### What is expected
Return all of the entries exactly, with nothing added or left out.
## BEGIN Record list
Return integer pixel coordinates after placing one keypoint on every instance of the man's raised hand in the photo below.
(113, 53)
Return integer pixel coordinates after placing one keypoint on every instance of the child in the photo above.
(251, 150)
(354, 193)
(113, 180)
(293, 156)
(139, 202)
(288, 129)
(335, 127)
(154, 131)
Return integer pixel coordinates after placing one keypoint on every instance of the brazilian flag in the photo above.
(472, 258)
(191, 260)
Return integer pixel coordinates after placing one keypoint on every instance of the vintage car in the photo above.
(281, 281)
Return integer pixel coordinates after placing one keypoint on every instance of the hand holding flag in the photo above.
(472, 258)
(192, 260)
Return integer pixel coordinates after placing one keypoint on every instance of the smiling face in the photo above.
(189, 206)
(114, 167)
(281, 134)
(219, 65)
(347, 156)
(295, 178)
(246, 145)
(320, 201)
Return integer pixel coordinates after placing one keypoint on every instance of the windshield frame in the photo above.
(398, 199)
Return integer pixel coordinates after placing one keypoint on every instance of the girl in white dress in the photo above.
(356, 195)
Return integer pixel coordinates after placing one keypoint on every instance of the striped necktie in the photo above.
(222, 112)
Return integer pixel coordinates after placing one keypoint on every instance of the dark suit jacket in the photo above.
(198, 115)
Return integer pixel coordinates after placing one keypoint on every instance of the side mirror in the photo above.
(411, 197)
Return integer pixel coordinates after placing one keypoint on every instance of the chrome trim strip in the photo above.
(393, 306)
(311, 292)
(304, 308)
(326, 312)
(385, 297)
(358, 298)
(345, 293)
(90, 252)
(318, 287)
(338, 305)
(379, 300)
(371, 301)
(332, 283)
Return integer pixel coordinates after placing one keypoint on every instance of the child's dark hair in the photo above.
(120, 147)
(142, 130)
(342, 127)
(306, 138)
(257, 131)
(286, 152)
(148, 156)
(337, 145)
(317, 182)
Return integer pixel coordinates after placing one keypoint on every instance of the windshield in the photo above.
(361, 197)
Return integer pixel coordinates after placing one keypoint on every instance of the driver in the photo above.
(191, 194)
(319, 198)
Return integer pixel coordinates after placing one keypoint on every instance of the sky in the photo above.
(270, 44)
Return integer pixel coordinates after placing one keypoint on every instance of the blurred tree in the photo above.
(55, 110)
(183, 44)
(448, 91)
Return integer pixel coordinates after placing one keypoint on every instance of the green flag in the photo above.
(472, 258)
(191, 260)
## END Record list
### Expected answer
Return integer pixel coordinates after placing one keypoint on every instance of the man's raised hand in the photo below.
(113, 53)
Return integer pixel coordinates after placing one keypoint on every instance of the child in the photo above.
(251, 150)
(354, 193)
(113, 180)
(293, 156)
(139, 202)
(288, 129)
(335, 127)
(154, 131)
Return integer pixel coordinates after placing one keypoint on every instance of the brazilian flag in the photo above.
(472, 258)
(191, 260)
Return integer pixel coordinates after placing one keypoint on every instance of the vintage car in the photo above.
(281, 281)
Return integer pixel coordinates after placing one keypoint on every instance of the hand holding flag in the photo above.
(472, 258)
(192, 260)
Return integer pixel coordinates after placing one keypoint on every instance of the smiling face in the photo above.
(189, 206)
(114, 167)
(281, 134)
(219, 65)
(347, 156)
(295, 178)
(246, 145)
(320, 201)
Return integer pixel coordinates after placing one keypoint on every instance of the windshield frame in the photo above.
(398, 199)
Return integer pixel coordinates after placing one keypoint on every instance of the girl in white dress in the photo above.
(356, 195)
Return integer pixel coordinates after placing one keypoint on every instance of the striped necktie in the photo above.
(222, 112)
Return integer pixel coordinates after placing one keypoint on every instance of the dark suit jacket in the photo above.
(198, 115)
Return integer pixel coordinates after placing one keypoint on every instance of the side mirror in the photo above.
(411, 197)
Return integer pixel coordinates after placing one keypoint on every instance of the chrome trim strip in the photo above.
(393, 306)
(311, 292)
(304, 308)
(326, 312)
(385, 297)
(358, 298)
(345, 293)
(90, 252)
(318, 287)
(338, 305)
(379, 300)
(371, 301)
(332, 283)
Return integer pixel coordinates after placing one keypoint on every instance of the child's dark hair in the photo above.
(120, 147)
(142, 130)
(342, 127)
(306, 138)
(257, 131)
(286, 152)
(148, 156)
(337, 145)
(317, 182)
Return integer pixel coordinates after placing one keypoint on every instance of the windshield in the photo above.
(361, 197)
Return integer pixel coordinates after placing one keypoint on every instance of the driver in the photo above.
(191, 194)
(319, 198)
Return integer pixel coordinates after placing one keypoint on every instance of the sky in the photo above.
(270, 44)
Return integer pixel coordinates after placing one keypoint on every instance of the blurred tree in the photo above.
(55, 110)
(183, 44)
(448, 91)
Return integer pixel coordinates after placing one keypoint on every instance of the green flag in the photo above.
(472, 258)
(191, 260)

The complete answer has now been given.